- **Selected excerpt**
B. Recent CVA and Institutional Liability Cases: Blanchard, AB 511 Doe, BL Doe 5, Houk, Harper

  • Blanchard v Moravia Cent. Sch. Dist., 229 AD3d 1098 (4th Dept 2024)
    Blanchard is one of a cluster of Fourth Department CVA decisions involving school districts and staff sexual abuse. It is cited in R.L. for multiple propositions:
    • Foreseeability of teacher abuse as a consequence of circumstances created by the district’s inaction.
    • Use of patterns of boundary-violating conduct (e.g., inappropriate touching, isolating students, unusual social contact) to establish triable issues on negligence and notice.
    R.L. closely aligns with Blanchard in approach and reinforces a consistent doctrinal line.
  • AB 511 Doe v Lyndonville Cent. Sch. Dist., 229 AD3d 1268 (4th Dept 2024)
    AB 511 Doe is cited for:
    • The principle that student abuse may be a reasonably foreseeable consequence of circumstances created by the school’s inaction.
    • The standard that an employer may have constructive knowledge of an employee’s dangerous propensity based on known patterns of behavior.
    • The formulation that a plaintiff raises a triable issue of fact whether the employer “had notice of the potential for harm… such that its alleged negligence in supervising and retaining [the employee] placed [the plaintiff] in a position to cause foreseeable harm.”
    R.L. expressly quotes this language in concluding that Holland CSD’s own submissions created a triable issue as to notice and foreseeable harm.
  • BL Doe 5 v Fleming, 229 AD3d 1076 (4th Dept 2024)
    This case is central to the doctrine of imputed knowledge. It reiterates that knowledge acquired by an employee within the scope of employment is imputed to the employer even if the information is never communicated up the chain.

    In R.L., this principle makes the observed locker room incident—known to the gym teacher—legally chargeable to the school district itself.
  • Doe v Houk, 224 AD3d 1250 (4th Dept 2024)
    Houk is cited for the standard of reviewing evidence in the light most favorable to the nonmovant on summary judgment. It is another CVA-era decision involving institutional liability for abuse, and its citation helps frame R.L. within this growing body of law.
  • Harper v Buffalo City Sch. Dist., 242 AD3d 1600 (4th Dept 2025)
    Harper builds on BL Doe 5 and others regarding imputed knowledge in the CVA context, reinforcing that employee knowledge is institutional knowledge. R.L. cites Harper to underscore this rule.

C. Employer Negligent Retention: Shapiro, Moore Charitable, Nellenback

  • Shapiro v Syracuse Univ., 208 AD3d 958 (4th Dept 2022)
    Provides the standard that an employer is liable for negligent supervision and retention when it “knew or should have known” of the employee’s propensity for the harmful conduct. R.L. adopts this standard directly and applies it to a K–12 school setting.
  • Moore Charitable Found. v PJT Partners, Inc., 40 NY3d 150 (2023)
    A Court of Appeals decision clarifying that an employer “should know” of an employee’s dangerous propensity when it has reason to know of facts or events evidencing that propensity. It confirms that constructive knowledge is built from concrete information—not speculation.

    In R.L., this framework is used to evaluate whether the school had reason to know from:
    • The locker-room incident observed by another teacher,
    • The repeated after-school locker-room encounters, and
    • The out-of-school, boundary-blurring interactions.
  • Nellenback v Madison County, 2025 NY Slip Op 02263 (NY3d)

- **Information supplied**
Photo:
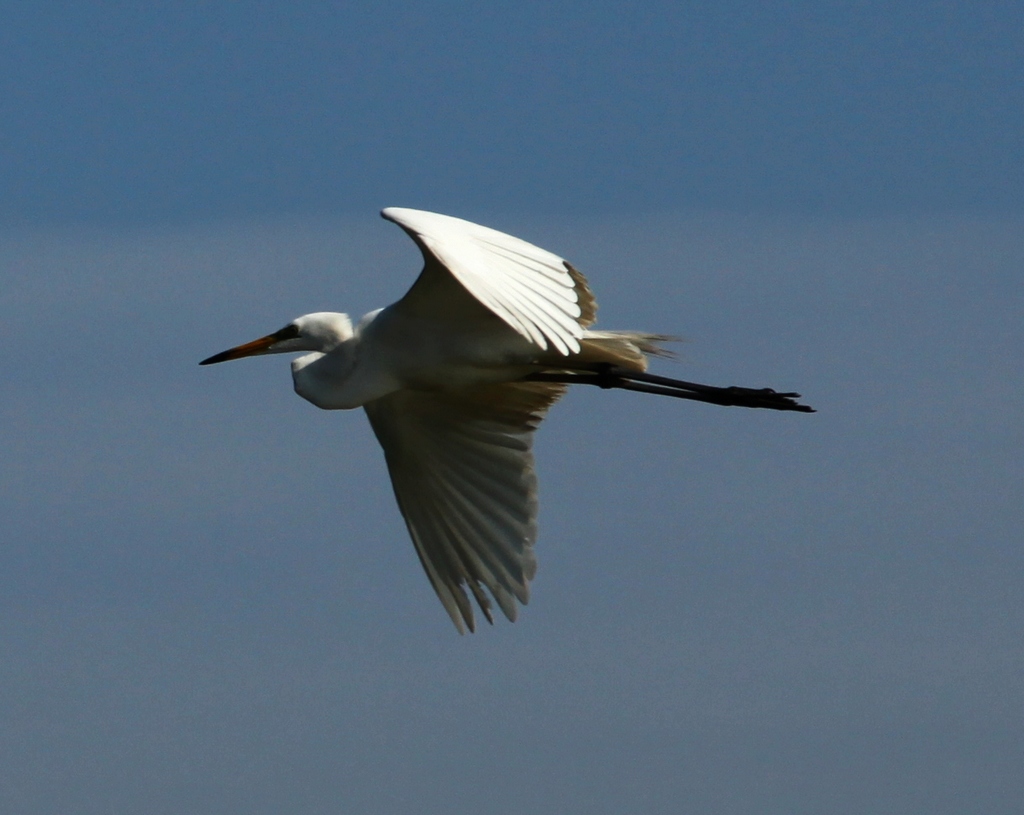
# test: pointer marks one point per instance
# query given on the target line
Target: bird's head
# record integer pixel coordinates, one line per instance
(323, 331)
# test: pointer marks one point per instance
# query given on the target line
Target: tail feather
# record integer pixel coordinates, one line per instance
(628, 349)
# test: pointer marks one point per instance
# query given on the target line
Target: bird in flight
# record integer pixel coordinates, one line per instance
(455, 378)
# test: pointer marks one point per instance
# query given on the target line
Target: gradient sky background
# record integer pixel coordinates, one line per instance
(208, 600)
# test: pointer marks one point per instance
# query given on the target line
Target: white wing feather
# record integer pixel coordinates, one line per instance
(462, 468)
(527, 287)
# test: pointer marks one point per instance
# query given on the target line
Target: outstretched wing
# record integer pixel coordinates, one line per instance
(462, 467)
(531, 290)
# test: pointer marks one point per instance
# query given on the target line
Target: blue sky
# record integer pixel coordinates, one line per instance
(155, 112)
(208, 600)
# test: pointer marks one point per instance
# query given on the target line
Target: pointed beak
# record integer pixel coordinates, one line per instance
(262, 345)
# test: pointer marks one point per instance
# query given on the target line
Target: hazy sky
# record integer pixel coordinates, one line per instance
(208, 600)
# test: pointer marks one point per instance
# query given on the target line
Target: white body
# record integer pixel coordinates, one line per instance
(439, 374)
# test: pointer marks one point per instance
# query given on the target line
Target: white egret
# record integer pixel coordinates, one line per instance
(455, 378)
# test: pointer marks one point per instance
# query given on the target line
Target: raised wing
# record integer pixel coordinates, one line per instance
(462, 468)
(534, 291)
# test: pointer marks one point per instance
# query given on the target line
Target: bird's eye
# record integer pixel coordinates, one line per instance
(290, 332)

- **Problem set**
[1] In the case law overview, rewrite the part that begins at the words "B. Recent CVA" and stops after "consistent doctrinal line.", changing "triable issues" to "genuine issues".
[2] According to the case law overview, which Court of Appeals decision clarifies when an employer "should know" of an employee's dangerous propensity?

- **Results of the tasks**
[1]
B. Recent CVA and Institutional Liability Cases: Blanchard, AB 511 Doe, BL Doe 5, Houk, Harper

  • Blanchard v Moravia Cent. Sch. Dist., 229 AD3d 1098 (4th Dept 2024)
    Blanchard is one of a cluster of Fourth Department CVA decisions involving school districts and staff sexual abuse. It is cited in R.L. for multiple propositions:
    • Foreseeability of teacher abuse as a consequence of circumstances created by the district’s inaction.
    • Use of patterns of boundary-violating conduct (e.g., inappropriate touching, isolating students, unusual social contact) to establish genuine issues on negligence and notice.
    R.L. closely aligns with Blanchard in approach and reinforces a consistent doctrinal line.

[2] Moore Charitable Found. v PJT Partners, Inc., 40 NY3d 150 (2023).